**GIVEN TEXT:**
(begin)

# Japfest 2015 piccys



## evogeof (Aug 3, 2014)

Enjoy
just a few


----------



## evogeof (Aug 3, 2014)




----------



## evogeof (Aug 3, 2014)




----------



## evogeof (Aug 3, 2014)




----------



## evogeof (Aug 3, 2014)




----------



## evogeof (Aug 3, 2014)

thats your lot hope you enjoyed them.


----------



## David-R (Feb 25, 2010)

Great pics, thanks for sharing


----------



## jps (Aug 1, 2007)

some fantastic photographs - brilliant.....


Have you any of the outside of the R33 GTR V Spec, series III ????

looks a fantastic car! 


thanks,

jps


----------



## Mookistar (Feb 5, 2004)

Thanks for sharing dude. No women tho  Was there the usual massive smash during the track sessions this year?


----------



## K66 SKY (Jan 25, 2005)

Great pics, thanks for sharing these evogeof!


----------



## evogeof (Aug 3, 2014)

Mookistar said:


> Thanks for sharing dude. No women tho  Was there the usual massive smash during the track sessions this year?


the models went the best to be fair  
didn't watch much track action i get caught up chatting to everyone :chuckle:


----------



## ian turbo (Apr 29, 2003)

I was hidden at the back. 



Great pics.


----------



## DINGER B (Jul 8, 2012)

evogeof said:


> the models went the best to be fair
> didn't watch much track action i get caught up chatting to everyone :chuckle:


Very true... Not as good as last year, but there was one model that was stunning, on the toyo stand


----------



## evogeof (Aug 3, 2014)

DINGER B said:


> Very true... Not as good as last year, but there was one model that was stunning, on the toyo stand


last year was a wash out


----------



## gaaables (Mar 5, 2005)

RI love the drift pics you got there. Some great track positioning going on too. Mine was there too supporting a local stand


----------



## K66 SKY (Jan 25, 2005)

DINGER B said:


> * but there was one model that was stunning, on the toyo stand *


If you were on about the wide bodied Nissan GT-R that was missing its custom made wheels that cost its Owner £17k, then I can totally agree with you!

but....

If you were on about the skinny lycra clad woman basking in fake tan, I'll pass on this one thanks.

:chuckle:


----------



## Clarkep (Mar 13, 2015)

K66 SKY said:


> If you were on about the wide bodied Nissan GT-R that was missing its custom made wheels that cost its Owner £17k, then I can totally agree with you!
> 
> but....
> 
> ...



You much preferred the blonde in the pics above with the three bellys and *** on the go ?


----------



## Max Boost (Apr 9, 2010)

Geof, your picture taking has improved. Or did you actually bother to delete all the shitty ones before you uploaded this time?

Either way, much better than your usual photocarpetbombing activities.


----------



## Max Boost (Apr 9, 2010)

(end)

**TASKS TO CARRY OUT:**
1. Could you duplicate the part of the Japfest 2015 photo thread starting with "## jps (Aug" and going on through "a fantastic car!"?
2. Can you write the next part of the Japfest 2015 photo thread, picking up where it stops?

**Records for location labeling:**
(begin)

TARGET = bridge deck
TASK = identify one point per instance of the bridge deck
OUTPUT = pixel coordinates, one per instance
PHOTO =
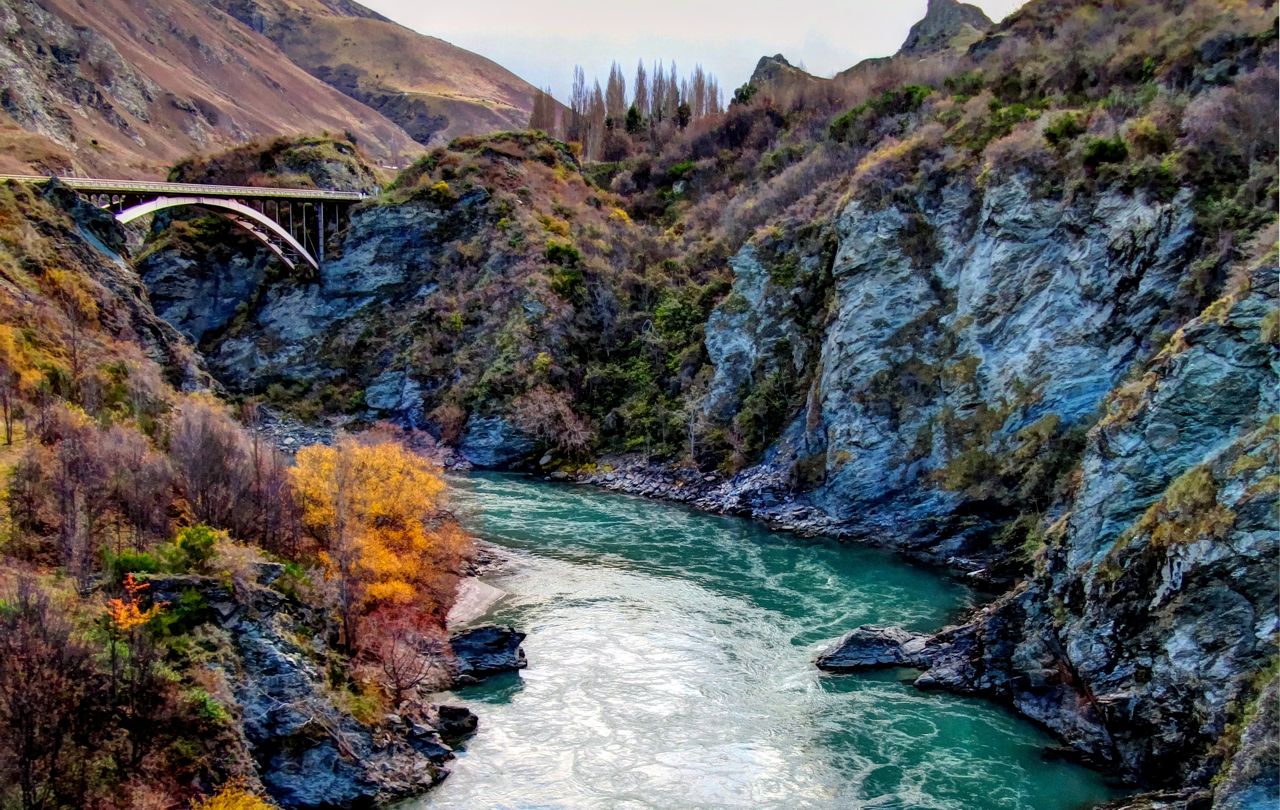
(151, 187)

(end)

**ANSWERS TO THE EXERCISE:**
1.
## jps (Aug 1, 2007)

some fantastic photographs - brilliant.....


Have you any of the outside of the R33 GTR V Spec, series III ????

looks a fantastic car!

2.
evogeof said:


> the models went the best to be fair



If you want better models at car shows, use these people; Better Models For Car Shows :chuckle:


----------



## evogeof (Aug 3, 2014)

Max Boost said:


> Geof, your picture taking has improved. Or did you actually bother to delete all the shitty ones before you uploaded this time?
> 
> Either way, much better than your usual photocarpetbombing activities.


come on max give me your mlr user name then. :chuckle::chuckle:

yes i deleted most of the crap


----------



## marco220 (Apr 16, 2015)

Amount of really good cars is smashing!!! I hope I can be part of it next year!


----------



## K66 SKY (Jan 25, 2005)

*You ain't gonna meet the perfect Woman at a car show....*



Clarkep said:


> *You much preferred the blonde in the pics above with the three bellys and *** on the go ? *


What the _"Newport JDM"_ Whale??

No thanks either because it reminds me of an R35 on what She must cost to maintain in beer, **** and food.....:runaway:


----------



## Q-GTR (May 3, 2015)

saw your GT-R T the premm inn when a lad from our group asked if you was Geoff you took pics of our group the 86/BRZ clan, your GT-R looked amazing and clean full respect!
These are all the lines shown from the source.